HOWARD I. GOLDEN, Plaintiff,
v.
GUARANTY ACCEPTANCE CAPITAL CORPORATION, Defendant.



The opinion of the court was delivered by: CHARLES H. TENNEY

 TENNEY, District Judge:

 BACKGROUND

 In 1986, Howard I. Golden was a member of the firm Dimas, Golden & Johnson when defendant Guaranty Acceptance Capital Corporation ("GACC") was referred to him as a client. After working together for an unspecified time, GACC's president, Jack T. Zeitman, offered Golden a position of Vice President and counsel of GACC. By his own admission, Zeitman offered plaintiff a salary of $ 100,000 per year. Affidavit of Jack Zeitman in Opposition to the Motion for Summary Judgment, sworn to July 13, 1992 ("Zeitman Aff."), P 3. Golden accepted the offer by means of a written contract, apparently drafted by Golden himself. The contract was signed by Zeitman and Golden on April 9, 1986.

 The contract contained two clauses that are relevant to the motion at hand. The first states that if Golden was dismissed "without just cause" before April 9, 1989, GACC would pay him severance pay equal to his base salary for the prior year, or $ 85,000 if the dismissal was in the first year. "Just cause" is defined in the clause. *fn1" The second clause is a boilerplate merger clause. *fn2"

 GACC began a move to the West Coast in the latter part of 1986. Golden was kept on as an in-house attorney in the New York office to help wind down the company's affairs, during which time he received his full salary. After the New York office was completely closed, GACC employed Golden on a fixed retainer. Zeitman eventually halved and then terminated the retainer. See Zeitman Aff. P 6; Affirmation of Howard I. Golden in Support of Motion for Summary Judgment, sworn to June 1, 1992 ("Golden Aff."), P 7.

 Over the following three years, Golden and Zeitman discussed the issue of Golden's severance pay, but the parties failed to reach a settlement. In April, 1991, plaintiff filed suit in this court.

• Written request 1
List every date in the court opinion that gives a specific day of the month.
The records that follow have no connection to the court opinion.

• Extracted entries
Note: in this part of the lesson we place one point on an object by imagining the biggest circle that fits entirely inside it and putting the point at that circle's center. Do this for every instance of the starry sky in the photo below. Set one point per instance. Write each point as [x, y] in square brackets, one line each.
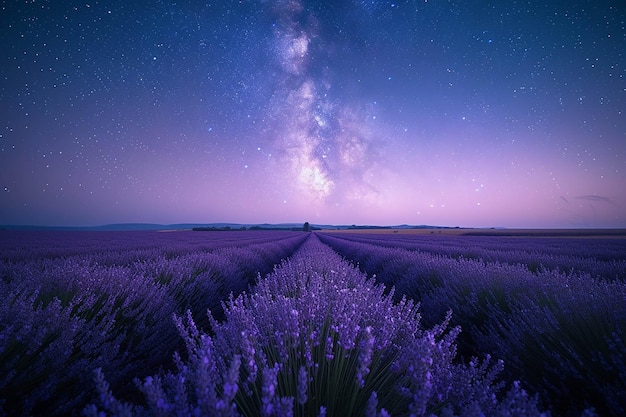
[473, 113]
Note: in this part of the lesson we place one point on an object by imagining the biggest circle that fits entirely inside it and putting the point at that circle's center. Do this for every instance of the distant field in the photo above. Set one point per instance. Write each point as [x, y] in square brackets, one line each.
[587, 233]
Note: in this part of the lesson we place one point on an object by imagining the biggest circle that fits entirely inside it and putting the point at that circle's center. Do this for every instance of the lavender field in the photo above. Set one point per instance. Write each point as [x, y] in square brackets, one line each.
[290, 323]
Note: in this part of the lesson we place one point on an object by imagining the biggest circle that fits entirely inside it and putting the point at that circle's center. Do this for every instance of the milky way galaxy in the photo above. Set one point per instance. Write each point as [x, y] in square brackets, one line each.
[438, 112]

• Written request 2
Duplicate the records word for word, beginning at the line that contains "of the milky" and ending at the end of the records.

• Finished answer 1
April 9, 1986
April 9, 1989
July 13, 1992
June 1, 1992

• Finished answer 2
Note: in this part of the lesson we place one point on an object by imagining the biggest circle that fits entirely inside it and putting the point at that circle's center. Do this for every instance of the milky way galaxy in the photo above. Set one point per instance. Write each point as [x, y] in square brackets, one line each.
[438, 112]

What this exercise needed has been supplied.